** START OF SELECTED TEXT **
The start of epic fantasy stories often have a pacing problem. The desire to provide lots of background, and root you in an unfamiliar world mean that the plot moves like a freight train. It has a lot of momentum, and won’t stop for anything, and the start of the story is all about getting the wheels to start turning at all.

Meanwhile, space opera is capable of starting with a firefight, pausing just long enough to pull a farm-boy out of his dead-end life, and giving you a roller coaster for the rest of the ride.

To an extent, the prologue of The Witchwood Crown lives in the epic fantasy mode. A character is ambushed and killed; this is a signal that something is very wrong, but the rest of the book moves on without that scene impacting the plot at all. But, our mysterious victim, Tanahaya is not dead, and it’s something of a shock when she shows up halfway through the novel. Not that we get to know her or anything, as she’s at death’s door for the rest of the book.

Meanwhile, instead of the traditional single, or at least limited, viewpoint of epic fantasy, we see fragments of stories from a bewildering array of viewpoints. There is a lot going on, and we get to see a fair chunk of it. This means the plot is going at a fairly good clip the entire time. Now, it’s hard to say just what a lot of it means, and where the central plot really is, but it is easy to have confidence that they all have a bearing on what is going on, and this is all part of one cohesive whole, instead of say, three completely separate stories that happen to be packaged together like Game of Thrones.
** END OF SELECTED TEXT **
> COMPLETE THE FOLLOWING
a) In the review, what is the name of the character ambushed in the prologue of The Witchwood Crown?
b) Decide whether each statement agrees with the review, and quote the words that settle it: (i) Space opera can open with a firefight. (ii) The victim of the prologue ambush never appears again in the novel. (iii) The Witchwood Crown keeps to a single viewpoint.
c) Reproduce the part of the review starting at "To an extent, the" and ending at "of the book.".
The rows play no role in the work on the review.
** START OF PROVIDED MATERIAL **
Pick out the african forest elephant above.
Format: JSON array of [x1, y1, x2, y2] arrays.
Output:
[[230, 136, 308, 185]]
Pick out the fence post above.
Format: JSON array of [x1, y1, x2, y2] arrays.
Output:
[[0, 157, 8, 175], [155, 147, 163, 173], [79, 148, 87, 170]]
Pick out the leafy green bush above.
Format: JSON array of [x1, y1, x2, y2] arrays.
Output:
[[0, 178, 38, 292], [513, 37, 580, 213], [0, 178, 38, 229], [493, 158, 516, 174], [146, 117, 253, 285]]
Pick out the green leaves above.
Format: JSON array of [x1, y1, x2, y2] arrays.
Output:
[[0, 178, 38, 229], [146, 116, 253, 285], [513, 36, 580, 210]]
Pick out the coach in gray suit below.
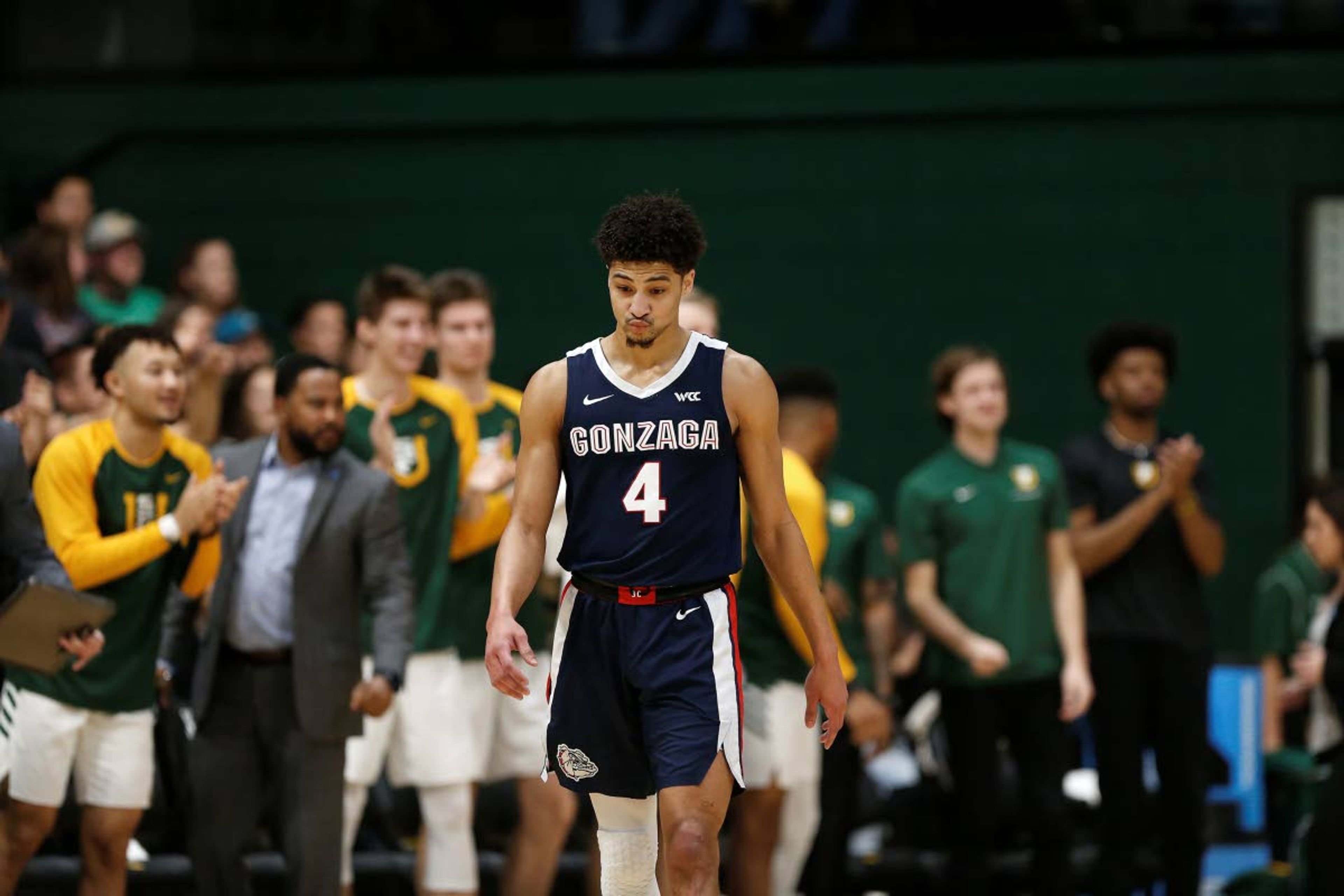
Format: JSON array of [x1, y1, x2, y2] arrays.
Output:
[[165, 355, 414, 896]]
** END OF PROVIDED MATERIAL **
** START OF PROVIDED MATERIAL **
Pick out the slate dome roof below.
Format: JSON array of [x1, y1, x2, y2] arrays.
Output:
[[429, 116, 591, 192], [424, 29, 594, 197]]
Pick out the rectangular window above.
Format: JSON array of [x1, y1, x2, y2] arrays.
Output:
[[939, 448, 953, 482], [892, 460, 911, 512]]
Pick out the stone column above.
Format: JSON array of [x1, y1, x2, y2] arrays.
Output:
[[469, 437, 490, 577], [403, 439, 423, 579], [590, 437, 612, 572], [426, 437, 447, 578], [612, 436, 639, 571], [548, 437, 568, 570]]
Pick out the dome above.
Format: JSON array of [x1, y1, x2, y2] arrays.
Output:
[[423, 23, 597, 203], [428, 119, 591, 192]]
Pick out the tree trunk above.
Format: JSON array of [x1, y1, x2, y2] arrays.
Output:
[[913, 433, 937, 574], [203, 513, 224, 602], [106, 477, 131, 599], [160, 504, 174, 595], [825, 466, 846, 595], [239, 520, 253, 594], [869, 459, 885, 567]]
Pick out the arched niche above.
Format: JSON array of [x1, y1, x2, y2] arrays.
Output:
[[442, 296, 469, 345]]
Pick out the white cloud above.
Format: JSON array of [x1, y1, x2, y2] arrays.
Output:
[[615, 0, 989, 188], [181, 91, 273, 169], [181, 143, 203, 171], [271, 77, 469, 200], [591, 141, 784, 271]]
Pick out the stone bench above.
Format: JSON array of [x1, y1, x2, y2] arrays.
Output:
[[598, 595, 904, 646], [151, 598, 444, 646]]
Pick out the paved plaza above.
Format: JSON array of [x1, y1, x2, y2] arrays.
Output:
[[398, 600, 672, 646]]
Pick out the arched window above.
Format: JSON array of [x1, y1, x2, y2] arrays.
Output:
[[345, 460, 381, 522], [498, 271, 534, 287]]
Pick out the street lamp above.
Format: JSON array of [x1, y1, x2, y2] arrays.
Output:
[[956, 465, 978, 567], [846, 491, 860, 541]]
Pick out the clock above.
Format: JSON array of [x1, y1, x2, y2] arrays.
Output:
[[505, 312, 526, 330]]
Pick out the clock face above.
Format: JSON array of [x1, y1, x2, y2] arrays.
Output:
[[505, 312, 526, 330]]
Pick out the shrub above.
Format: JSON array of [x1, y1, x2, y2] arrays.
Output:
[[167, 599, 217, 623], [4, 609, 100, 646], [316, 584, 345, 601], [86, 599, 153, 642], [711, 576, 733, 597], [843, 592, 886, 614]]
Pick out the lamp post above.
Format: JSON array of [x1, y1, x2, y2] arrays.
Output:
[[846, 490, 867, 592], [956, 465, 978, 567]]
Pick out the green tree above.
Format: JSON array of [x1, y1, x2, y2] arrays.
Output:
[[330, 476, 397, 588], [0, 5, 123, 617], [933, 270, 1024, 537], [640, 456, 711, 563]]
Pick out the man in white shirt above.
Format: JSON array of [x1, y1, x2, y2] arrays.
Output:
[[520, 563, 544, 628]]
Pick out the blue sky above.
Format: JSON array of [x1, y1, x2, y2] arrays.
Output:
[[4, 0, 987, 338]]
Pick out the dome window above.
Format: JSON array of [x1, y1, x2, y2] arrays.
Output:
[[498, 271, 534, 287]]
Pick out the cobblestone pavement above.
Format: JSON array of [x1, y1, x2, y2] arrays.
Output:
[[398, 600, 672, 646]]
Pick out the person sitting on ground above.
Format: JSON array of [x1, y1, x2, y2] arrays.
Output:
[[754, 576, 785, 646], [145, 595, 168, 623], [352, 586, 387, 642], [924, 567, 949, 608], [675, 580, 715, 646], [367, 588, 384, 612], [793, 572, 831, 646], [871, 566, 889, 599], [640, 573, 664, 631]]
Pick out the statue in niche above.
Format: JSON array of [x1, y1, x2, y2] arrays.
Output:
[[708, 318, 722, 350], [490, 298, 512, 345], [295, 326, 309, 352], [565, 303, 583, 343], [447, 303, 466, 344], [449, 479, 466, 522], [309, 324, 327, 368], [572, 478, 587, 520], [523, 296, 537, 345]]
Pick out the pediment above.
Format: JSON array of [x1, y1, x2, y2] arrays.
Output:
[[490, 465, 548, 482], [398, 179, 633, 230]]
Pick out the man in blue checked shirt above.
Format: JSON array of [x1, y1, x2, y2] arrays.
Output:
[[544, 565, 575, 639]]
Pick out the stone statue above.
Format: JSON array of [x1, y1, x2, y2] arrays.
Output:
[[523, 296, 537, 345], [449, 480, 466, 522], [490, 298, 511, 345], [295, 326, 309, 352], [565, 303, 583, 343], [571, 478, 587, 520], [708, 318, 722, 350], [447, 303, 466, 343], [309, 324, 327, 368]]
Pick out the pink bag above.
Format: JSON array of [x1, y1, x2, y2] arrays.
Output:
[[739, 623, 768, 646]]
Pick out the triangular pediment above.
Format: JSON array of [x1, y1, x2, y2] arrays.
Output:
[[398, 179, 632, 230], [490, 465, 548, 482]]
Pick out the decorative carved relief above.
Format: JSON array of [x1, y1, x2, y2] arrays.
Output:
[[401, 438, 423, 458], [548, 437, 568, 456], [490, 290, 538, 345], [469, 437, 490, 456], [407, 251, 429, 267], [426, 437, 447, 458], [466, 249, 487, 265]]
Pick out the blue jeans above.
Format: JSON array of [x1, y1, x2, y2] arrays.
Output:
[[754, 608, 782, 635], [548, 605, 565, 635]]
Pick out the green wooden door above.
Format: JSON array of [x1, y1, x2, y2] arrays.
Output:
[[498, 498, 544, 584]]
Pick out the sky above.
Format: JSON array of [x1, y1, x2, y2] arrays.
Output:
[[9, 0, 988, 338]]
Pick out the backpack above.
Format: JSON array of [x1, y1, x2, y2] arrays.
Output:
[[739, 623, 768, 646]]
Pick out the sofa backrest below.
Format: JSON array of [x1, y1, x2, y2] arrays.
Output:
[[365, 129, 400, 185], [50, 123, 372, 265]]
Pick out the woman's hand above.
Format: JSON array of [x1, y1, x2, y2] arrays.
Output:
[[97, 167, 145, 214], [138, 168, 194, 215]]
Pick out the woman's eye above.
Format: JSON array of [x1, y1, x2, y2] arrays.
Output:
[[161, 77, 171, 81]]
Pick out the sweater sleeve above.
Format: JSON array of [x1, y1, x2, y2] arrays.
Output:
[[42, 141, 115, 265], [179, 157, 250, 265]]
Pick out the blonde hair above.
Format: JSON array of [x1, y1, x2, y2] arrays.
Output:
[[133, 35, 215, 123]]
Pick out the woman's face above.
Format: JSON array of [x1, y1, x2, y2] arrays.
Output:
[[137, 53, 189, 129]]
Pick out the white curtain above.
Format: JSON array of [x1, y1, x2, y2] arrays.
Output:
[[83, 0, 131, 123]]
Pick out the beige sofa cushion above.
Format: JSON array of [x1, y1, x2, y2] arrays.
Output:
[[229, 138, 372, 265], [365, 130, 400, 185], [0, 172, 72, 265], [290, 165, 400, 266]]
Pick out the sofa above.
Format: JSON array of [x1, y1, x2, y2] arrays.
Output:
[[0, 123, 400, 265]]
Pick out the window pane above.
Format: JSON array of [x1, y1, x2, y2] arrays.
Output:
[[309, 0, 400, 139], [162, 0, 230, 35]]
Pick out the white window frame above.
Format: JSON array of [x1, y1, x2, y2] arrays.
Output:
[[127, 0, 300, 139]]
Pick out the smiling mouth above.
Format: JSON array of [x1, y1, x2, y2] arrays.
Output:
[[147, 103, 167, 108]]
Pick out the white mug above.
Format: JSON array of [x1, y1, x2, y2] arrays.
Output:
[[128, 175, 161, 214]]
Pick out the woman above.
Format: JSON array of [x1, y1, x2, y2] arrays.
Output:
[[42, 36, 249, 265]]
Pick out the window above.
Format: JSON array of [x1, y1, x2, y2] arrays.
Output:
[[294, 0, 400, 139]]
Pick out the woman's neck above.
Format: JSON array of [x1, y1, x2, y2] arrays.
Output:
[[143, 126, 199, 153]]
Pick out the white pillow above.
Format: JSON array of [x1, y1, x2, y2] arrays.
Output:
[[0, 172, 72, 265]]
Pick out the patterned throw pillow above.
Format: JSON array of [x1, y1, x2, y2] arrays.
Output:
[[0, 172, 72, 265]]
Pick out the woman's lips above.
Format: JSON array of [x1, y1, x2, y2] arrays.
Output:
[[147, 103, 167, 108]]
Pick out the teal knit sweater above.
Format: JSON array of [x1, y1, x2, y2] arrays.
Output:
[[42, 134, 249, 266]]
** END OF PROVIDED MATERIAL **
> ANSWERS TO THE TASKS
a) Tanahaya.

b)
(i) Yes: "space opera is capable of starting with a firefight"
(ii) No: "Tanahaya is not dead, and it’s something of a shock when she shows up halfway through the novel"
(iii) No: "instead of the traditional single, or at least limited, viewpoint of epic fantasy, we see fragments of stories from a bewildering array of viewpoints"

c)
To an extent, the prologue of The Witchwood Crown lives in the epic fantasy mode. A character is ambushed and killed; this is a signal that something is very wrong, but the rest of the book moves on without that scene impacting the plot at all. But, our mysterious victim, Tanahaya is not dead, and it’s something of a shock when she shows up halfway through the novel. Not that we get to know her or anything, as she’s at death’s door for the rest of the book.